→ ÉNONCÉ A: Repérez dans les enregistrements ci-dessous toutes les lignes où figure la chaîne « each », puis recopiez-les.

→ EXTRAIT SOURCE:
-=-=-
Le dernier grand cycle de financement fédéral pour les infrastructures universitaires date de 2016; deux milliards de dollars avaient été affectés à la rénovation des campus par l’intermédiaire du Fonds d’investissement stratégique pour les établissements postsecondaires. Aujourd’hui, M. Davidson espère que le budget comprendra aussi une enveloppe pour les arriérés d’entretien. « Aucun philanthrope n’associe son nom à un système de chauffage, de ventilation et de climatisation. Les fonds du gouvernement fédéral nous seraient d’un grand secours, car nos besoins sont pressants. »
Dans ce contexte, les administrations d’université ont dû faire des choix difficiles en fonction du degré de priorité des réparations.
« Dans une base de données, nous répertorions de manière exhaustive l’état de chaque toiture, de l’enveloppe de chaque bâtiment, des fenêtres, des murs et des systèmes mécaniques et électriques, explique Denis Mondou, vice-principal adjoint à la gestion des installations et aux services auxiliaires de l’Université McGill. À l’aide de ces données, nous déterminons les travaux à exécuter d’urgence et ceux qui peuvent attendre encore un peu. Mais comment établir les priorités à partir de là? C’est un processus qui suit son cours. »
À l’Université McGill, l’arriéré d’entretien s’élève à 1,3 milliard de dollars, d’où l’importance d’établir les priorités. Selon M. Mondou, l’enveloppe des bâtiments passe avant tout. « L’eau qui s’infiltre par la toiture peut endommager tout ce qui se trouve en dessous : l’équipement, les systèmes électriques, etc. »
En outre, M. Mondou explique que la démarche d’entretien vise surtout à assurer que les projets règlent plusieurs problèmes à la fois. Concrètement, cela signifie que certaines réparations sont retardées jusqu’à ce que des travaux plus importants soient entrepris. Par exemple, la durée de vie d’un système de chauffage, de ventilation et de climatisation sera un peu prolongée afin de coordonner son remplacement avec une rénovation de plus grande envergure.
-=-=-
(Enregistrements d'annotation de position)
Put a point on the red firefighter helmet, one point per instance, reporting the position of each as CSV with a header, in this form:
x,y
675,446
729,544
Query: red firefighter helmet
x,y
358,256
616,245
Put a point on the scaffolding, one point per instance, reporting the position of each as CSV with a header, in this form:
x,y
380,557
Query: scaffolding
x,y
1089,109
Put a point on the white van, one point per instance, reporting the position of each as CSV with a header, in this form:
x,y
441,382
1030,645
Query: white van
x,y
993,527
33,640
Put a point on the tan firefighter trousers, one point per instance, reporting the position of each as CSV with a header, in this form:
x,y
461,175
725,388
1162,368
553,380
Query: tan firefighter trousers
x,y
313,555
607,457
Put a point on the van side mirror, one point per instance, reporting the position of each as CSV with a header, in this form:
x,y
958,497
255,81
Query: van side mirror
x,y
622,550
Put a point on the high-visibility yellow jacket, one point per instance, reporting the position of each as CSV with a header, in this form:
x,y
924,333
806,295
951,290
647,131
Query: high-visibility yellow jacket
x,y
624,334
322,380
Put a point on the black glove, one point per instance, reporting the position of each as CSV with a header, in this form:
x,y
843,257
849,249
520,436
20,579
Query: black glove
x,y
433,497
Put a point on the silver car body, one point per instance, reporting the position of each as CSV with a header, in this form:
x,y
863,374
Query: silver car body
-=-=-
→ ÉNONCÉ B: Dans le texte ci-dessus sur l'entretien des campus universitaires, renvoyez mot pour mot le passage qui commence par « En outre, M. » et s'achève sur « plus grande envergure. ».

→ CORRIGÉ A:
Put a point on the red firefighter helmet, one point per instance, reporting the position of each as CSV with a header, in this form:
Put a point on the scaffolding, one point per instance, reporting the position of each as CSV with a header, in this form:
Put a point on the white van, one point per instance, reporting the position of each as CSV with a header, in this form:
Put a point on the tan firefighter trousers, one point per instance, reporting the position of each as CSV with a header, in this form:
Put a point on the van side mirror, one point per instance, reporting the position of each as CSV with a header, in this form:
Put a point on the high-visibility yellow jacket, one point per instance, reporting the position of each as CSV with a header, in this form:
Put a point on the black glove, one point per instance, reporting the position of each as CSV with a header, in this form:
Put a point on the silver car body, one point per instance, reporting the position of each as CSV with a header, in this form:

→ CORRIGÉ B:
En outre, M. Mondou explique que la démarche d’entretien vise surtout à assurer que les projets règlent plusieurs problèmes à la fois. Concrètement, cela signifie que certaines réparations sont retardées jusqu’à ce que des travaux plus importants soient entrepris. Par exemple, la durée de vie d’un système de chauffage, de ventilation et de climatisation sera un peu prolongée afin de coordonner son remplacement avec une rénovation de plus grande envergure.